[start of Data]

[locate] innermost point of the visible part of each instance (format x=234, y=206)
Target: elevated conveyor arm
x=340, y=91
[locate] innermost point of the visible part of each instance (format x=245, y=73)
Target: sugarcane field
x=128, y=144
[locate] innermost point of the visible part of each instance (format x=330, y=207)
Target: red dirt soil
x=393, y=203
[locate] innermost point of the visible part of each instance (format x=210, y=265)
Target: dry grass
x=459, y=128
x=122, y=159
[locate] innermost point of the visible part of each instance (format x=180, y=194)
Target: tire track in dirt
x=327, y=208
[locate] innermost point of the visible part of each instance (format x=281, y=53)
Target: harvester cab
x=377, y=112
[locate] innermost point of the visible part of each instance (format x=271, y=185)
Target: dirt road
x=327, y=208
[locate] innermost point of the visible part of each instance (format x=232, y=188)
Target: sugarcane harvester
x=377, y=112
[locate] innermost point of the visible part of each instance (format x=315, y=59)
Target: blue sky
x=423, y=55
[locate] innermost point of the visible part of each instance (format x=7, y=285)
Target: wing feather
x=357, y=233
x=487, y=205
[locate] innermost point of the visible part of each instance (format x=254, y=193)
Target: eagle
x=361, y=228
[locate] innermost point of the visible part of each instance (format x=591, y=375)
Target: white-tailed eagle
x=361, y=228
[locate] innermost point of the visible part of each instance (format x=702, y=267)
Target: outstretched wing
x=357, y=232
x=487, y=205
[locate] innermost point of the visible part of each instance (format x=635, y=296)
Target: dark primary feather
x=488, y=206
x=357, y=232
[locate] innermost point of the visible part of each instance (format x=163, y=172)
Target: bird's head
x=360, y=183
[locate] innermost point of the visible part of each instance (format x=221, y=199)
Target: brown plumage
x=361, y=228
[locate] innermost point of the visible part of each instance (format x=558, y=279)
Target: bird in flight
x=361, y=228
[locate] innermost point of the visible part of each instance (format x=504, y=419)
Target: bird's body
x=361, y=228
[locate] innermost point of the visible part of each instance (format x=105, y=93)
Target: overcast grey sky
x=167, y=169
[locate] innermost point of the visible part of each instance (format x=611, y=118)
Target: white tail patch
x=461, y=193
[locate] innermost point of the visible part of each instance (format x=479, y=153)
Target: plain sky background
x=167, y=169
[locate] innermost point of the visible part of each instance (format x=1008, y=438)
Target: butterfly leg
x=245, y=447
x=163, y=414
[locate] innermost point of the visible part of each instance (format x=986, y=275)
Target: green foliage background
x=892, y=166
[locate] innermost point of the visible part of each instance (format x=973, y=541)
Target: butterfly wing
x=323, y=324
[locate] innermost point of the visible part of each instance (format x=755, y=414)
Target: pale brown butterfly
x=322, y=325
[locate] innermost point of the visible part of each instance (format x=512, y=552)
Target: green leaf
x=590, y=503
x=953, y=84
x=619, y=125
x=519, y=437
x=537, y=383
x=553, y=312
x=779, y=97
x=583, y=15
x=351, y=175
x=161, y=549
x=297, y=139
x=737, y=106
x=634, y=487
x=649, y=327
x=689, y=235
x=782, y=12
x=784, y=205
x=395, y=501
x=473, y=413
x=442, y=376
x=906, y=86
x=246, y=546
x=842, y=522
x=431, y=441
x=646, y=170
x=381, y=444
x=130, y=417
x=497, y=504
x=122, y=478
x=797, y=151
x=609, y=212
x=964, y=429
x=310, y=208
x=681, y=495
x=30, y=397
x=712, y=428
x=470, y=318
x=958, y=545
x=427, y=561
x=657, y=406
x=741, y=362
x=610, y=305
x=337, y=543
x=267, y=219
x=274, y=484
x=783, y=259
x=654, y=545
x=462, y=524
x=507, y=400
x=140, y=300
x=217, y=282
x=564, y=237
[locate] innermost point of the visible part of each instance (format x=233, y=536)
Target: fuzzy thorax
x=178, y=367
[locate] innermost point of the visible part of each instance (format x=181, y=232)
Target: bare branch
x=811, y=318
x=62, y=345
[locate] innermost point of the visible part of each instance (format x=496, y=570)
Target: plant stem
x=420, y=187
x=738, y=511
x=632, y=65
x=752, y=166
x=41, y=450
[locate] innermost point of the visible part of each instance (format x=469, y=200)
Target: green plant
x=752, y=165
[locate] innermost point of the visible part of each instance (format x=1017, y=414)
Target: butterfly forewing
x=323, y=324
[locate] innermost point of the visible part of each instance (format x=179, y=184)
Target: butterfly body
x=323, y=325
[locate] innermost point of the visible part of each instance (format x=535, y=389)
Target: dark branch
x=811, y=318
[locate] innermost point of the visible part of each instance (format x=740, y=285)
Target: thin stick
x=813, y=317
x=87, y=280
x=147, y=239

[end of Data]

> _Set problem_
Render the stretch of the material from the line containing "(format x=504, y=419)" through the line containing "x=163, y=414", both included, as a JSON list of strings with one string per line and blank lines left out.

> _Expected answer_
[
  "[locate] innermost point of the visible part of each instance (format x=504, y=419)",
  "Target: bird's body",
  "x=361, y=228",
  "[locate] innermost point of the visible part of each instance (format x=105, y=93)",
  "Target: overcast grey sky",
  "x=167, y=169",
  "[locate] innermost point of the visible part of each instance (format x=611, y=118)",
  "Target: white tail patch",
  "x=461, y=193",
  "[locate] innermost point of the visible part of each instance (format x=479, y=153)",
  "Target: plain sky background",
  "x=167, y=169",
  "[locate] innermost point of the visible part of each instance (format x=1008, y=438)",
  "Target: butterfly leg",
  "x=245, y=447",
  "x=163, y=414"
]